Change every "that would help a lot" in the entries below to "that would be very useful", and copy out all the entries with nothing else altered.

Start DATA LINES

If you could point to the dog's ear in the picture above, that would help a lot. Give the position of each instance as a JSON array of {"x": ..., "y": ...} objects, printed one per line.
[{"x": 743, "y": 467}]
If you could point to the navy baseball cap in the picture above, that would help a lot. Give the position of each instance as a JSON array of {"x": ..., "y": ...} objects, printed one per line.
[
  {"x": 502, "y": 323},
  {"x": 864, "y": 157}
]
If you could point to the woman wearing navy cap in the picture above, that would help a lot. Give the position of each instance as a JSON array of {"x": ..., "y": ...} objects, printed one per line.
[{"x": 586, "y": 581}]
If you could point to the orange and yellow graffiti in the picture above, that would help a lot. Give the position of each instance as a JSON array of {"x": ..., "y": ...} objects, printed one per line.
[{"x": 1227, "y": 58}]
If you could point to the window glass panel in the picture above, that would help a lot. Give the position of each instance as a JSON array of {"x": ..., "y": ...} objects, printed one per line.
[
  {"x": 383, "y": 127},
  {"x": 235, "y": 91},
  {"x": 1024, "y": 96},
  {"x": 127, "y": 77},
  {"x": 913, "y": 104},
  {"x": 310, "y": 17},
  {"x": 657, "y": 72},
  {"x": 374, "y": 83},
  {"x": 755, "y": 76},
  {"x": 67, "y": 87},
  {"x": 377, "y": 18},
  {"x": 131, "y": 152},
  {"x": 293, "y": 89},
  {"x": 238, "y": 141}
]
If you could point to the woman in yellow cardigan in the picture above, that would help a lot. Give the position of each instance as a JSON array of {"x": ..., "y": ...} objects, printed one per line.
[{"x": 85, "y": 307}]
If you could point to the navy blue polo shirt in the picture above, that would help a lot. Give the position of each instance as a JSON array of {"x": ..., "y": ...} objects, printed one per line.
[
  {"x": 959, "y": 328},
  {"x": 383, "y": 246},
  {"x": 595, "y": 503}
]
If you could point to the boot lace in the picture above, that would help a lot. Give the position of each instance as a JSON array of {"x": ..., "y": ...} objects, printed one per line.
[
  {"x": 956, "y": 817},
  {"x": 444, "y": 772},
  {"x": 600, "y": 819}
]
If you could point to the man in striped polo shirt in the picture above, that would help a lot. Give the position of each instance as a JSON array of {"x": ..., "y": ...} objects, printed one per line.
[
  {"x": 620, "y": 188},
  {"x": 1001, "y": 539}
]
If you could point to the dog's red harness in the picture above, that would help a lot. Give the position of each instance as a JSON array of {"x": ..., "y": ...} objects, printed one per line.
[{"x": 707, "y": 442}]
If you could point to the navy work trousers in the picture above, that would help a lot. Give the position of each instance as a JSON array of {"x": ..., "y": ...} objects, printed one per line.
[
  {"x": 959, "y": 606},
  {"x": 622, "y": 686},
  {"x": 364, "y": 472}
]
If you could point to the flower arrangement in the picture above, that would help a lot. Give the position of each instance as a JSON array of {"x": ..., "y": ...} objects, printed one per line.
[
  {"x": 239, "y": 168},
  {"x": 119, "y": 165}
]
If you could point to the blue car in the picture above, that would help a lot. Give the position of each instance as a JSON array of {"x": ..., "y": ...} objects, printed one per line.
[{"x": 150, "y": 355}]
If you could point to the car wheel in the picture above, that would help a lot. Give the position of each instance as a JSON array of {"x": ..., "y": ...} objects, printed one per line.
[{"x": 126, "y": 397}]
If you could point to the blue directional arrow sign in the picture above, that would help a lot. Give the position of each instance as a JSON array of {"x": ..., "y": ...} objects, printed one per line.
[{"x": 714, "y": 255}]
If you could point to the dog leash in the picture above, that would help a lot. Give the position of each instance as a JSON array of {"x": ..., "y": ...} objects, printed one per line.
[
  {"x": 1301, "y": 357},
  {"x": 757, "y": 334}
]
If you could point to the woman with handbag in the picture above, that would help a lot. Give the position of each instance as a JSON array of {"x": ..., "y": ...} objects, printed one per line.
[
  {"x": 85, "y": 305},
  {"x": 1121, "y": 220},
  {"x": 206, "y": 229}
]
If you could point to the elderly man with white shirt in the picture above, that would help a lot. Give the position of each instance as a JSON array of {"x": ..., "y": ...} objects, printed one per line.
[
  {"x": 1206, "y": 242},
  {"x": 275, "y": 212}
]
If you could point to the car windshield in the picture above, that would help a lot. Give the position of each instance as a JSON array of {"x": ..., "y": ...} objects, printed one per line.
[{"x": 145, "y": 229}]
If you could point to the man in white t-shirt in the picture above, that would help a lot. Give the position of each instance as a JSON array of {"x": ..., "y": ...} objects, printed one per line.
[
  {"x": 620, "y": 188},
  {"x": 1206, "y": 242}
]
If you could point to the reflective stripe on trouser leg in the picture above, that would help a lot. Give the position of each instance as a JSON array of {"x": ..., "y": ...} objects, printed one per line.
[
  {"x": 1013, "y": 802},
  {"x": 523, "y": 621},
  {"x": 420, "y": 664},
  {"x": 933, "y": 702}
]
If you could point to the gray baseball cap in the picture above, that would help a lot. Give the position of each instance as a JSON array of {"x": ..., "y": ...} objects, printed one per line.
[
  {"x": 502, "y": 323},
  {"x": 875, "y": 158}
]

End DATA LINES

_RESPONSE FOR THIS EXERCISE_:
If you could point to the dog's ear in the picture above, that would be very useful. Give the position of each instance as a JSON array of {"x": ..., "y": ...} objects, printed one per line.
[{"x": 743, "y": 467}]
If you could point to the navy baseball cap in the picture above, that would be very useful. Give the position of each instance as a JSON array of {"x": ..., "y": ...} objects, printed one per line.
[
  {"x": 502, "y": 323},
  {"x": 864, "y": 157}
]
If you could point to the woman wearing navy cap in the picture above, that would be very useful. Give the position of each instance as a JSON array of {"x": ..., "y": ...} objects, printed one per line.
[{"x": 586, "y": 581}]
If you could point to the orange and yellow graffiti in the picture above, that would be very useful. Give the position of each instance as a JSON array of {"x": ..., "y": ...} objects, printed one per line.
[{"x": 1227, "y": 58}]
If you could point to the window glass panel in the picture above, that would be very useful. Give the position of each instance as a JSON array of {"x": ..., "y": ...} objects, printed one per line.
[
  {"x": 383, "y": 127},
  {"x": 235, "y": 91},
  {"x": 1024, "y": 96},
  {"x": 127, "y": 77},
  {"x": 913, "y": 104},
  {"x": 310, "y": 17},
  {"x": 657, "y": 72},
  {"x": 374, "y": 83},
  {"x": 755, "y": 76},
  {"x": 67, "y": 87},
  {"x": 377, "y": 18},
  {"x": 131, "y": 152},
  {"x": 293, "y": 89},
  {"x": 238, "y": 141}
]
If you could point to the woman in yellow cardigan in the picture above, that would be very useful. Give the position of each instance as a JSON array of {"x": ..., "y": ...} objects, printed one per line.
[{"x": 85, "y": 307}]
If you could point to the navy blue polo shirt in the picture above, that would be very useful. Give the position of each instance as a JSON array of {"x": ..., "y": ...} objects, printed one per line.
[
  {"x": 959, "y": 328},
  {"x": 383, "y": 246},
  {"x": 595, "y": 503}
]
If you could point to the boot lace in the picture above, that would be very useful. Give the position of each instance as a JSON array of {"x": ..., "y": ...} objects, printed one per line.
[
  {"x": 956, "y": 817},
  {"x": 444, "y": 772},
  {"x": 600, "y": 819}
]
If you could point to the man in striped polo shirt in the picture above, that would be very useful. Give the position of each instance as a JSON array of {"x": ..., "y": ...} objects, printed one per line.
[
  {"x": 620, "y": 188},
  {"x": 1001, "y": 539}
]
If you could point to the dog's red harness in the picture above, that would be very useful. Give the position of each instance as a JSON array of {"x": ..., "y": ...} objects, printed one per line.
[{"x": 707, "y": 442}]
If you could point to the navy work trousers in the picture above, that would be very useful. Give the position of each instance as a JSON array of {"x": ..., "y": ...} objects, printed one per line.
[
  {"x": 959, "y": 606},
  {"x": 622, "y": 686},
  {"x": 364, "y": 472}
]
If you could point to the flower arrangement in the picture above, that would be very useful. Give the position of each instance as a JSON array of {"x": ..., "y": ...} objects, printed one per line.
[
  {"x": 239, "y": 168},
  {"x": 119, "y": 165}
]
If you could point to the blue car in the picture above, that would be very useful. Give the position of each instance as a JSON array of {"x": ..., "y": ...} objects, printed one per line.
[{"x": 150, "y": 355}]
If you could point to the car wheel in the picture above, that would be very useful. Give the position of each instance as a JSON array of {"x": ..., "y": ...} objects, printed one per line.
[{"x": 126, "y": 397}]
If you could point to the blue directional arrow sign in the picture above, that would be very useful. Give the position of each instance as a JSON array of {"x": ..., "y": ...} objects, printed one per line.
[{"x": 714, "y": 255}]
If you could point to the dog leash in the picture above, that would be very useful. Give the position of each instance as a JSON array of {"x": ..., "y": ...} objects, printed one per line.
[
  {"x": 1301, "y": 357},
  {"x": 757, "y": 334}
]
If you could point to the woman with handbag in the picture above, that would be very useful. Give the position of each instance as a JSON array of {"x": ..., "y": ...} objects, printed one per line.
[
  {"x": 85, "y": 305},
  {"x": 1121, "y": 220},
  {"x": 206, "y": 229}
]
If you could point to the elderly man with white shirt in the picture above, that would be very useful. Give the position of each instance as a JSON array of {"x": ..., "y": ...} objects, printed one per line.
[
  {"x": 1206, "y": 242},
  {"x": 275, "y": 212}
]
If you could point to the car windshield in the picture above, that would be very useful. Give the position of each instance as a JSON array of {"x": ..., "y": ...} objects, printed one per line.
[{"x": 145, "y": 229}]
If you could point to the man in white t-shirt in the picture above, that would be very useful. Give the position of each instance as a JSON array of {"x": ..., "y": ...} objects, printed one per line.
[
  {"x": 620, "y": 188},
  {"x": 1206, "y": 242}
]
If you could point to the reflective stripe on trouser leg in the picture above, that would be very useful. Give the position of each instance as a JSON array of {"x": ..., "y": ...} objects, printed one per line.
[
  {"x": 1013, "y": 802},
  {"x": 523, "y": 621},
  {"x": 420, "y": 664},
  {"x": 933, "y": 702}
]
If you could point to the gray baseball cap in the picture above, that would be very useful. Give the position of each instance as a JSON array of {"x": ..., "y": ...} objects, printed one per line.
[
  {"x": 502, "y": 323},
  {"x": 875, "y": 158}
]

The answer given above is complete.